> Exercise description: Collect every line below that contains the string "gravel" and copy each such line in full. Treat the match as case-sensitive.

> Source data:

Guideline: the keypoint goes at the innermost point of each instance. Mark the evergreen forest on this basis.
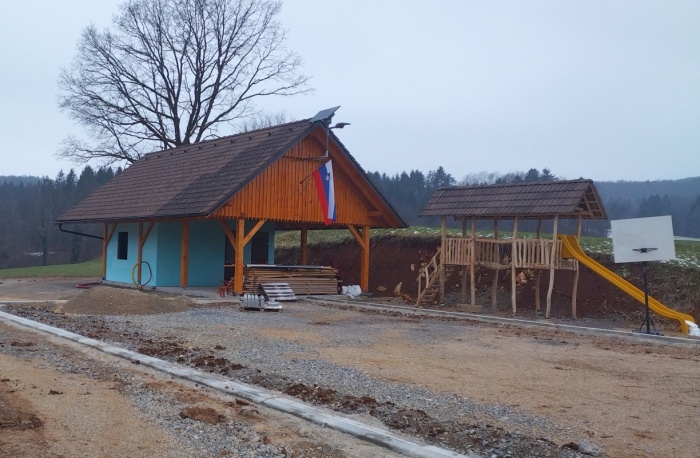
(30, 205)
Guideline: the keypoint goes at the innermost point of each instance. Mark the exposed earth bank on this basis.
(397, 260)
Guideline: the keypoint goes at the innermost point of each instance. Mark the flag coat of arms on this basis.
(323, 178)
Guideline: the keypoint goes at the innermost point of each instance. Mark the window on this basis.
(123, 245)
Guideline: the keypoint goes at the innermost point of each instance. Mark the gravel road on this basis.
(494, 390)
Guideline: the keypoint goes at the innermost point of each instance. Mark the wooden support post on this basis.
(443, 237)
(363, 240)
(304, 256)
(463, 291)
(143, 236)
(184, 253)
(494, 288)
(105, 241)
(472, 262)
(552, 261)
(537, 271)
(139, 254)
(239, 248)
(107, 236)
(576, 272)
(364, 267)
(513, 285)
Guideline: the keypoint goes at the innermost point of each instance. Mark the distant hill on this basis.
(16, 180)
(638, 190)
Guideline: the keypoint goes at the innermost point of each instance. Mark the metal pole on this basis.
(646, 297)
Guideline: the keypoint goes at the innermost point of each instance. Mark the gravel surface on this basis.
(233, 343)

---

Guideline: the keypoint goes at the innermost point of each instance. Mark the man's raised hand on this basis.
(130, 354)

> Exercise solution:
Guideline: the keypoint goes at the innermost point of each instance. Mark the gravel road on this basis.
Guideline: the keypoint goes at the innermost point of each instance. Mark the gravel surface on this basis.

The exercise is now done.